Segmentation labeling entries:
· · · ·

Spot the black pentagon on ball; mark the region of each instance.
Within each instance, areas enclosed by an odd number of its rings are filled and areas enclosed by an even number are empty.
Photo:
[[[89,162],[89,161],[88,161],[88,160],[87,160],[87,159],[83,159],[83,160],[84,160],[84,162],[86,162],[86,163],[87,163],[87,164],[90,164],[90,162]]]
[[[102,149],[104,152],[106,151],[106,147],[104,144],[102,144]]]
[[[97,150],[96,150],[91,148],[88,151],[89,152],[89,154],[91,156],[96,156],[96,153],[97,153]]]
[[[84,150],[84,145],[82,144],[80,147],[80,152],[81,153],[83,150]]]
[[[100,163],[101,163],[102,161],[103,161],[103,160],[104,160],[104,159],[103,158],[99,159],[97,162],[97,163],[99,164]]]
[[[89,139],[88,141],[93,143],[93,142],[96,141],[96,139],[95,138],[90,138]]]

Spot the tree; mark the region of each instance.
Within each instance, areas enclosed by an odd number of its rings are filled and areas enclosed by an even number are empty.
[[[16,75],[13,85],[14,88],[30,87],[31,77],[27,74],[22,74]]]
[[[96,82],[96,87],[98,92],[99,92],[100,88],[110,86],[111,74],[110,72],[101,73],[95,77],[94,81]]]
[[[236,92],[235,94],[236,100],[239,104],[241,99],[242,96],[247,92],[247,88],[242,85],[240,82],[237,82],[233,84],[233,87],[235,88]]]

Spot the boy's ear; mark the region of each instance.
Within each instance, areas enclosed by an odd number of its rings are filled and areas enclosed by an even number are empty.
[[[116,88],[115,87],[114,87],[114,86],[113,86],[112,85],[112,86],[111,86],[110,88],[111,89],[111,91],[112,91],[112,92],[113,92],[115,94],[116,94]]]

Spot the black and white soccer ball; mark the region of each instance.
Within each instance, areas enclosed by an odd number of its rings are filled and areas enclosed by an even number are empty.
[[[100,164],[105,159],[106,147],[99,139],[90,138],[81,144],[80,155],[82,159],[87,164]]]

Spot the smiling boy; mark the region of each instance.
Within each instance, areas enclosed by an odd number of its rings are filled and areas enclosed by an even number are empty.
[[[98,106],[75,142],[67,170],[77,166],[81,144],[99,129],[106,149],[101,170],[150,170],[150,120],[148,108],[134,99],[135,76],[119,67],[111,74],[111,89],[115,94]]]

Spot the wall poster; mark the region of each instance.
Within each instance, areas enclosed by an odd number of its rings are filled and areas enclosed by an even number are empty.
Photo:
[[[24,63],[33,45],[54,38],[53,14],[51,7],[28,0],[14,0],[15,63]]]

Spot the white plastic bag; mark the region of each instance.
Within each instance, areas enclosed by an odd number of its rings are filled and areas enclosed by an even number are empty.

· · · ·

Present each line of the listing above as a row of a Markdown table with the columns "No." and "Line", omitting blank lines.

| No. | Line |
|---|---|
| 1 | Spot the black pentagon on ball; mark the region of each instance. |
| 2 | Within each instance, areas enclosed by an odd number of its rings are filled and areas enclosed by an even number are empty. |
| 3 | Photo: |
| 4 | [[[89,162],[89,161],[88,161],[88,160],[87,160],[87,159],[83,159],[83,160],[84,160],[84,162],[86,162],[86,163],[87,163],[87,164],[90,164],[90,162]]] |
| 5 | [[[102,149],[104,152],[106,151],[106,147],[104,144],[102,144]]] |
| 6 | [[[97,150],[96,150],[91,148],[88,151],[89,152],[89,154],[91,156],[96,156],[96,153],[97,153]]] |
| 7 | [[[84,150],[84,145],[82,144],[80,147],[80,152],[81,153],[83,150]]] |
| 8 | [[[100,163],[101,163],[102,161],[103,161],[103,160],[104,160],[104,159],[103,158],[99,159],[97,162],[97,163],[99,164]]] |
| 9 | [[[89,139],[88,141],[93,143],[93,142],[96,141],[96,139],[95,138],[90,138]]] |
| 10 | Spot the tree; mark the region of each instance. |
| 11 | Within each instance, areas enclosed by an odd number of its rings are filled and areas enclosed by an even number are empty. |
| 12 | [[[16,75],[13,85],[14,88],[30,87],[31,77],[27,74],[22,74]]] |
| 13 | [[[96,82],[96,87],[98,92],[99,92],[100,88],[110,86],[111,74],[110,72],[101,73],[95,77],[94,81]]] |
| 14 | [[[236,92],[235,94],[236,100],[239,104],[241,99],[242,96],[247,92],[247,88],[242,85],[240,82],[237,82],[233,84],[233,87],[235,88]]] |
| 15 | Spot the boy's ear; mark the region of each instance. |
| 16 | Within each instance, areas enclosed by an odd number of its rings are filled and areas enclosed by an even number are empty. |
| 17 | [[[116,88],[115,87],[114,87],[114,86],[113,86],[112,85],[112,86],[111,86],[110,88],[111,89],[111,91],[112,91],[112,92],[113,92],[115,94],[116,94]]] |
| 18 | Spot the black and white soccer ball; mark the region of each instance. |
| 19 | Within each instance, areas enclosed by an odd number of its rings are filled and areas enclosed by an even number are empty. |
| 20 | [[[100,164],[105,159],[106,147],[99,139],[90,138],[81,144],[80,155],[82,159],[87,164]]] |
| 21 | Spot the smiling boy; mark the region of each instance. |
| 22 | Within each instance, areas enclosed by an odd number of its rings are filled and areas enclosed by an even number are empty. |
| 23 | [[[98,106],[75,142],[67,170],[77,166],[81,144],[99,129],[106,149],[101,170],[150,170],[150,120],[148,108],[134,99],[135,76],[119,67],[111,74],[111,89],[115,94]]] |
| 24 | Spot the wall poster; mark the region of each instance. |
| 25 | Within each instance, areas enclosed by an odd number of its rings are filled and areas enclosed by an even number are empty. |
| 26 | Photo: |
| 27 | [[[24,63],[33,45],[54,38],[53,14],[51,7],[28,0],[14,0],[15,63]]] |
| 28 | Spot the white plastic bag; mark the region of each instance. |
| 29 | Within each instance, areas enclosed by an odd number of its rings are filled and areas enclosed by an even number are empty. |